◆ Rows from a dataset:

- - -

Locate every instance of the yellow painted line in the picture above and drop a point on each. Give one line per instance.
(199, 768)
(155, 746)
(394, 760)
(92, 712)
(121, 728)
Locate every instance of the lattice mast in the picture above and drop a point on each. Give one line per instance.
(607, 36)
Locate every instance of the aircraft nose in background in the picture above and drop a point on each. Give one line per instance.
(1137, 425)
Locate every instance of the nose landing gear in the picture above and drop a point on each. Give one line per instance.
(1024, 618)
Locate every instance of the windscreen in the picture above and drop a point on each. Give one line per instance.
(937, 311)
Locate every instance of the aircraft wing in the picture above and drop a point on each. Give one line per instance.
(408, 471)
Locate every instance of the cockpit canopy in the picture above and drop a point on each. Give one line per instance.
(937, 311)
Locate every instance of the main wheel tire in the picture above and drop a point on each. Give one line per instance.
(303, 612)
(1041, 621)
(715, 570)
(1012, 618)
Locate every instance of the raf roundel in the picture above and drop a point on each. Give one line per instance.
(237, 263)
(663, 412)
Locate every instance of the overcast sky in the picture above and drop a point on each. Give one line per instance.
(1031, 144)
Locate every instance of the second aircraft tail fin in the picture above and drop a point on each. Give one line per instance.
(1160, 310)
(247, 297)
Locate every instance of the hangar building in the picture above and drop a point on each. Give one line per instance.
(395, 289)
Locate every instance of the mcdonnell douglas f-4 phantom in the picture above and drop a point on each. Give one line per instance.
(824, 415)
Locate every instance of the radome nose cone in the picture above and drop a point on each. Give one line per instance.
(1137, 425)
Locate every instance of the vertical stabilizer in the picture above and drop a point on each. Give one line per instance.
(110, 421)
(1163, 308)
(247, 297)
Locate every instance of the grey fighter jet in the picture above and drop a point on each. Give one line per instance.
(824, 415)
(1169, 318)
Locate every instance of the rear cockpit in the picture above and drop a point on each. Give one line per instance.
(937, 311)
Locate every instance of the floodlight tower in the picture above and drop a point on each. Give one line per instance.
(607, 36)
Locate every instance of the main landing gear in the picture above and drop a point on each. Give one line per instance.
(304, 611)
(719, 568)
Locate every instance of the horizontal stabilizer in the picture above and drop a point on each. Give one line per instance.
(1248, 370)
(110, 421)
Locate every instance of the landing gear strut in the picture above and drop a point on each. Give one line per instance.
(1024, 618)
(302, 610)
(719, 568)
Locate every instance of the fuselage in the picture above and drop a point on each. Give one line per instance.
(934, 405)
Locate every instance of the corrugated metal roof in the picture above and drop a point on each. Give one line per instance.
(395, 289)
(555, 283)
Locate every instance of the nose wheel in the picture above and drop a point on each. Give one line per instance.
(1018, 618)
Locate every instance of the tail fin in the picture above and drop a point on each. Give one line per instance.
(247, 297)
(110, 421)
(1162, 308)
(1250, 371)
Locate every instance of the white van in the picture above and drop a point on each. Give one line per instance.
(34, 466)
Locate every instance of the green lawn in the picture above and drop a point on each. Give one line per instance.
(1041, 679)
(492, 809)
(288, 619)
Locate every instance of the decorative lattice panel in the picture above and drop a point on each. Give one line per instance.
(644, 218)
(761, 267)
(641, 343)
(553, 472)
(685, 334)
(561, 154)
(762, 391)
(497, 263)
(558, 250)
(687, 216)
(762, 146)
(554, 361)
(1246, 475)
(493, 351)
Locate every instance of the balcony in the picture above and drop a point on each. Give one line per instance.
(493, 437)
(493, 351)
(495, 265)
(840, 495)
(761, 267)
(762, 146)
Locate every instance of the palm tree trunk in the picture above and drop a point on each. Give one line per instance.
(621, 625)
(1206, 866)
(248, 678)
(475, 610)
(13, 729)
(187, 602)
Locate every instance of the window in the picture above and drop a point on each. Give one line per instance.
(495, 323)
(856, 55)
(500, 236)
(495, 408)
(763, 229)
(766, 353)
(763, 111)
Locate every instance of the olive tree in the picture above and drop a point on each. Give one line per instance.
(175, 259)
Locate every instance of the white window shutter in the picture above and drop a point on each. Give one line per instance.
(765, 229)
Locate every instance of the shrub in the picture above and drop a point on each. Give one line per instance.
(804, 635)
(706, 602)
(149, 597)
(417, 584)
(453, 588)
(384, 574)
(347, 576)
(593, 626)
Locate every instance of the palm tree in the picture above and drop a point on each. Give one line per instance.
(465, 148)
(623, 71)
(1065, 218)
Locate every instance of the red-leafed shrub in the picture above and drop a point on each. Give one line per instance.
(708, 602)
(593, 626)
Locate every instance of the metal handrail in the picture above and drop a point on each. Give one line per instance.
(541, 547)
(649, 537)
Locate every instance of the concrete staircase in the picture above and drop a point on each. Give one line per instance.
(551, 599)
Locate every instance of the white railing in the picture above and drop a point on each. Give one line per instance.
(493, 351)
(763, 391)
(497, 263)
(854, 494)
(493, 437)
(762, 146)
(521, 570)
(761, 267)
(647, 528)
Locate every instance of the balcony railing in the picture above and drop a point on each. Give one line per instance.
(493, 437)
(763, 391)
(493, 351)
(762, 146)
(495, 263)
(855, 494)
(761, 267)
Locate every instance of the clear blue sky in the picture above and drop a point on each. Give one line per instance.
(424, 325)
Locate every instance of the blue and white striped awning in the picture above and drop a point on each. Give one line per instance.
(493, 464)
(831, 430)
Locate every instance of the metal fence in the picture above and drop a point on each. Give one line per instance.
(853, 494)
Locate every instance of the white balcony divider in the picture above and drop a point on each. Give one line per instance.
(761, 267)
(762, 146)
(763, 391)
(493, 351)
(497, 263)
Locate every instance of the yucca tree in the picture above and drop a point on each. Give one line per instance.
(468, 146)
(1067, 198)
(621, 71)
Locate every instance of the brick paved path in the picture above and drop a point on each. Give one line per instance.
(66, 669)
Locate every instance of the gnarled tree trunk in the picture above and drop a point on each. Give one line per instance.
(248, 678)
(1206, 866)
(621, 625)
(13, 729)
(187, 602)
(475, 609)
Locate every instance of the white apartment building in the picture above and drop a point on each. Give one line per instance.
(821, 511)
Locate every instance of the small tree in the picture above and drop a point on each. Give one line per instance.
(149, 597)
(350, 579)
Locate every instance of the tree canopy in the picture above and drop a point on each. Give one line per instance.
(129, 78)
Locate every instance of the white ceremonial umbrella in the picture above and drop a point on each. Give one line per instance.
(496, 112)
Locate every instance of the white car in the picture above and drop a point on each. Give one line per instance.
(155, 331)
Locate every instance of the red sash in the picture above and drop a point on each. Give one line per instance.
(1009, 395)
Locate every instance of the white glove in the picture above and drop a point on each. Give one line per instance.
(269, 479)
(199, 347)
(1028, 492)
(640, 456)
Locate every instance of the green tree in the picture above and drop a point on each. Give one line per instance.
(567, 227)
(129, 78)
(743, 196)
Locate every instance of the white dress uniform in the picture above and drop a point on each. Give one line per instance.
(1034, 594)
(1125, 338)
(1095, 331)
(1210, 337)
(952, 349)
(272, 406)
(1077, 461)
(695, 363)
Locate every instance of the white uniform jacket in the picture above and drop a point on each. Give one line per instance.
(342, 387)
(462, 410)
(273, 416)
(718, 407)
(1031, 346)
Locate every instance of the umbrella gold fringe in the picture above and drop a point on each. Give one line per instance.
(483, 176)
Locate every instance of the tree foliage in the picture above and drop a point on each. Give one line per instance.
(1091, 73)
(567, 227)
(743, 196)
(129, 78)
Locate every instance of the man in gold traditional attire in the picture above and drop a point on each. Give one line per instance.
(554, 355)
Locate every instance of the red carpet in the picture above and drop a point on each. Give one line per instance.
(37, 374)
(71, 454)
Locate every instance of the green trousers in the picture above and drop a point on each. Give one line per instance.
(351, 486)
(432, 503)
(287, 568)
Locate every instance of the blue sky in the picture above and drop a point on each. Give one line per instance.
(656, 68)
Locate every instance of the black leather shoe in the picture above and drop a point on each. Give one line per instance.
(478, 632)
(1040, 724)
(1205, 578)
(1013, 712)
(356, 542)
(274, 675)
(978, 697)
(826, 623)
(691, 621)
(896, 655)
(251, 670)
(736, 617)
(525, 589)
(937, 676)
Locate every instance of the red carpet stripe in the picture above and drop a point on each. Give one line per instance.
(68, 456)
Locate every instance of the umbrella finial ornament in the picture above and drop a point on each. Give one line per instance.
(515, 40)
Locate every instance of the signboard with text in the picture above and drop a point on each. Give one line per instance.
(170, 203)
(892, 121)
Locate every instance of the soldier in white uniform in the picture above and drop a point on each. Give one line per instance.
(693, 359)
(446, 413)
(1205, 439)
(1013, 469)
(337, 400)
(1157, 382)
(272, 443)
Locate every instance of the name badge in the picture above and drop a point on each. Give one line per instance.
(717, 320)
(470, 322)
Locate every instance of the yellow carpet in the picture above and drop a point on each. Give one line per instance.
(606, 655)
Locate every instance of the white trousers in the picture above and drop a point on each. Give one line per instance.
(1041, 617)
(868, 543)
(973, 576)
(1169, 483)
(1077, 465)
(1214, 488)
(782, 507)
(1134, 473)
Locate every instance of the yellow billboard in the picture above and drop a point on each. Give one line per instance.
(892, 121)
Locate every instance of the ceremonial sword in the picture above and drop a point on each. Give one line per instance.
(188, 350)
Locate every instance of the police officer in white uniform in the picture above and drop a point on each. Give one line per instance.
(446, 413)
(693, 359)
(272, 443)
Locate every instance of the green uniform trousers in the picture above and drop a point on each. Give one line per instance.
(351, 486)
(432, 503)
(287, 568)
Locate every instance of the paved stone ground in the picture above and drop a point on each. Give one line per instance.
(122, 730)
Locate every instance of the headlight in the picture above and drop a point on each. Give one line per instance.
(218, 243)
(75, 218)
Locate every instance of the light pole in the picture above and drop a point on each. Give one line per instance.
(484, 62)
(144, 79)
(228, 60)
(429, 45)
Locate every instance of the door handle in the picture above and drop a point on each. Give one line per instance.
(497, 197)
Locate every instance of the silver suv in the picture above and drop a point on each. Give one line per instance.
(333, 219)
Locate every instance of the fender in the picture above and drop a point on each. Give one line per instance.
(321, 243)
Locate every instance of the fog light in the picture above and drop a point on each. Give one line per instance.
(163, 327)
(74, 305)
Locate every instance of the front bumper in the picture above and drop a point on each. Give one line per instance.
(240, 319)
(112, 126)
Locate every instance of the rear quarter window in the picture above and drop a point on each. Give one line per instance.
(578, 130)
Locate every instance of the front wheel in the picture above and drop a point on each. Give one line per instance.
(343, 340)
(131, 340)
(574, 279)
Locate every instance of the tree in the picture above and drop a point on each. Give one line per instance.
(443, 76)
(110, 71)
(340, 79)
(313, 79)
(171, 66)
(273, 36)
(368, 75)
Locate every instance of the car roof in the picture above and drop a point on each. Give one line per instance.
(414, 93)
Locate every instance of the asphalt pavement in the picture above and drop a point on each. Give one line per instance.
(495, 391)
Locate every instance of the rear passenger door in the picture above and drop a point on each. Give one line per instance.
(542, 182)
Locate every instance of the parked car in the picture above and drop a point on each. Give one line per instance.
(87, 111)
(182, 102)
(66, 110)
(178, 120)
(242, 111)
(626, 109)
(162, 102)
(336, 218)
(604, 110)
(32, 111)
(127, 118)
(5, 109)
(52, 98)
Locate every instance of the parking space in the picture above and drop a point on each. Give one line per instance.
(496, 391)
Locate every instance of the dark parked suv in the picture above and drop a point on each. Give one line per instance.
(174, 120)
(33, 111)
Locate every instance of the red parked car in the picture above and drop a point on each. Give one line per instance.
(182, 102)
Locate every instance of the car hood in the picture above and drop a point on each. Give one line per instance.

- - -

Rewrite the data as a Markdown table with the columns Row and Line, numbering each row. Begin with the line that contains "Locate every instance of the silver", continue through the end of the data, and skip any blank lines.

| Row | Line |
|---|---|
| 1 | Locate every instance of the silver suv in the picture above and drop a point on each. Give one line per instance. |
| 2 | (333, 219) |
| 3 | Locate every instance of the fender in the picture above and drop a point on each. Give one line per instance. |
| 4 | (321, 243) |
| 5 | Locate every instance of the fog light in the picture above and drop a point on each. Give one line per instance. |
| 6 | (163, 327) |
| 7 | (74, 305) |
| 8 | Locate every instance of the front bumper in the picture above and drop a point on each. Give one line per instance. |
| 9 | (240, 319) |
| 10 | (112, 126) |
| 11 | Locate every instance of the rear quarter window in the picture above and drop a point on each. Give one line per instance. |
| 12 | (578, 130) |
| 13 | Locate every instance of the front wheel in the picture above and drop a point on each. Give one line per instance. |
| 14 | (343, 340) |
| 15 | (131, 340) |
| 16 | (574, 279) |
| 17 | Locate every instance of the tree in the picture above and drop a point on each. Give one line per instance. |
| 18 | (443, 76) |
| 19 | (110, 71) |
| 20 | (340, 79) |
| 21 | (313, 79) |
| 22 | (171, 66) |
| 23 | (273, 36) |
| 24 | (368, 75) |
| 25 | Locate every instance of the car roof in the picture above and drop a point on each. Give one line per instance. |
| 26 | (414, 93) |
| 27 | Locate every instance of the asphalt pavement in the picture above and drop a point on each. Give one line per instance. |
| 28 | (495, 391) |
| 29 | Locate every instance of the rear passenger door in the picture above and drop a point on each. Give one line per instance. |
| 30 | (542, 182) |
| 31 | Locate every instance of the parked car in the picture above and drop a point on each. Give one line per instance. |
| 32 | (87, 111) |
| 33 | (182, 102) |
| 34 | (66, 110) |
| 35 | (178, 120) |
| 36 | (242, 111) |
| 37 | (626, 109) |
| 38 | (162, 102) |
| 39 | (336, 218) |
| 40 | (604, 110) |
| 41 | (32, 111) |
| 42 | (127, 118) |
| 43 | (5, 109) |
| 44 | (52, 98) |
| 45 | Locate every instance of the parking space in the picture above and drop a point on each. Give one line per instance. |
| 46 | (496, 391) |
| 47 | Locate every instance of the dark parked suv in the picture above and drop a point on each. Give one line per instance. |
| 48 | (174, 120) |
| 49 | (33, 111) |
| 50 | Locate every instance of the red parked car in the picture above and drop a point on each. Give one line per instance. |
| 51 | (182, 102) |
| 52 | Locate every instance of the car hood in the picture above and drop a point on each. Give one line per instance. |